> [Tasks to carry out]:
(1) Decide whether each statement agrees with the MRI safety text. Answer yes or no for each and quote the words from the text that decide it.
(a) MRI has been in use for more than thirty years.
(b) Most magnet systems are cooled with liquid nitrogen.
(c) The main magnetic field is roughly a thousand times stronger than the ambient field at the earth's surface.
(2) Continue the MRI safety text from its last paragraph.
Provided text START
MRI is one of the least invasive imaging technologies available today, and has been in use for over thirty years. In that time, it has proven to be very safe. This safety record is due to appropriate knowledge and remediation of potential hazards.
Magnetic Field - One source of concern is the main magnetic field. This field is on the order of a million times stronger than the ambient magnetic field at the surface of the earth and exerts tremendous translational and rotational force on ferromagnetic objects.
Cryogens - Most magnet systems are cooled with liquid helium. The purpose of the cooling is to permit the coil that generates the magnetic field to become super-conducting, which occurs within a few degrees of absolute zero. As helium boils at 4.2K, a failure in the cooling system can result in a rapid boil-off. Such an event is rare, and MRI systems are designed to direct the resulting gas safely out of human-occupied areas. However, the failure of the this venting system may result in helium gas displacing oxygen, creating a risk of asphyxiation.
Provided text END
The data START
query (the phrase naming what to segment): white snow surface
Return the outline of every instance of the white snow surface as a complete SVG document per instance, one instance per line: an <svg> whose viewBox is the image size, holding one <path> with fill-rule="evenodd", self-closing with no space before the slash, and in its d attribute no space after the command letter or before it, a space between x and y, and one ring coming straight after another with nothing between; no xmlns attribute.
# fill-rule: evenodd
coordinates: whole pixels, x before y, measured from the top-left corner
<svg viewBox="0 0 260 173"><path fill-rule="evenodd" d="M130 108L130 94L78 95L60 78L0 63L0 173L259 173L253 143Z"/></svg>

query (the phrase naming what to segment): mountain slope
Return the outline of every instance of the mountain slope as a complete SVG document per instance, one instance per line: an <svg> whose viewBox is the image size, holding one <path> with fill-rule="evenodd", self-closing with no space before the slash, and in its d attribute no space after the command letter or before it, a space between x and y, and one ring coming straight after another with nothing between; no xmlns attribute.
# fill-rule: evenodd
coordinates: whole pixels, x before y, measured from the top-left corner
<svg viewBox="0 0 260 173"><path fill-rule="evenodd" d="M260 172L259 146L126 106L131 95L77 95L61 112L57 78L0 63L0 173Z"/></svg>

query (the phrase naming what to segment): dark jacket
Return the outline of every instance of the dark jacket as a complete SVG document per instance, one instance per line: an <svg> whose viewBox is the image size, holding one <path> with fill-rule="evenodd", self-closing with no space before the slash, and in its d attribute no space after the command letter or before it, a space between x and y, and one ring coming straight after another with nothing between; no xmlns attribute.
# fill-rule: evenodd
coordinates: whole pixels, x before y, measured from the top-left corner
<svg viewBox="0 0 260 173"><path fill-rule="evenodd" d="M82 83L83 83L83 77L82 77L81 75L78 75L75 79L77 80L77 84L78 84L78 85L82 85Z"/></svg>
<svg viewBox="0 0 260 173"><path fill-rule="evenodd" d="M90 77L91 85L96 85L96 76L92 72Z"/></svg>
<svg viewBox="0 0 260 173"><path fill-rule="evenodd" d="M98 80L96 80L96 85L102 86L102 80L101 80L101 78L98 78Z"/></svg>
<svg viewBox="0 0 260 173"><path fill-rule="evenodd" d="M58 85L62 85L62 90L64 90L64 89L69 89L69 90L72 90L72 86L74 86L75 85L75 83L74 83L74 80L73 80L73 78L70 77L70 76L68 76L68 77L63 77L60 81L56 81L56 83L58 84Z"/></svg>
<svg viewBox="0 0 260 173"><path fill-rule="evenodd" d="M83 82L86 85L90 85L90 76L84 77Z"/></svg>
The data END
> [Answers below]:
(1)
(a) Yes: "has been in use for over thirty years"
(b) No: "Most magnet systems are cooled with liquid helium."
(c) No: "on the order of a million times stronger than the ambient magnetic field at the surface of the earth"

(2)
Radiofrequency Energy (RF) - Another component of MRI is an applied RF field to perturb, or flip, the spins of protons of the tissue being imaged. Clinical magnets are carefully designed to prevent too much RF from being delivered to the body.
Gradient Magnetic Fields - The third component of MRI is a gradient magnetic field. This field allow localization of the signal from tissue. Some types of scans require rapidly changing gradient fields, and conductors in a changing magnetic field will host electrical currents. One effect of these currents that has been noted is peripheral nerve stimulation.
Sound - Another effect of the gradient fields is the production of a great deal of noise. Some sequences can exceed 110 dB within the bore of the magnet. For this reason, hearing protection is mandated.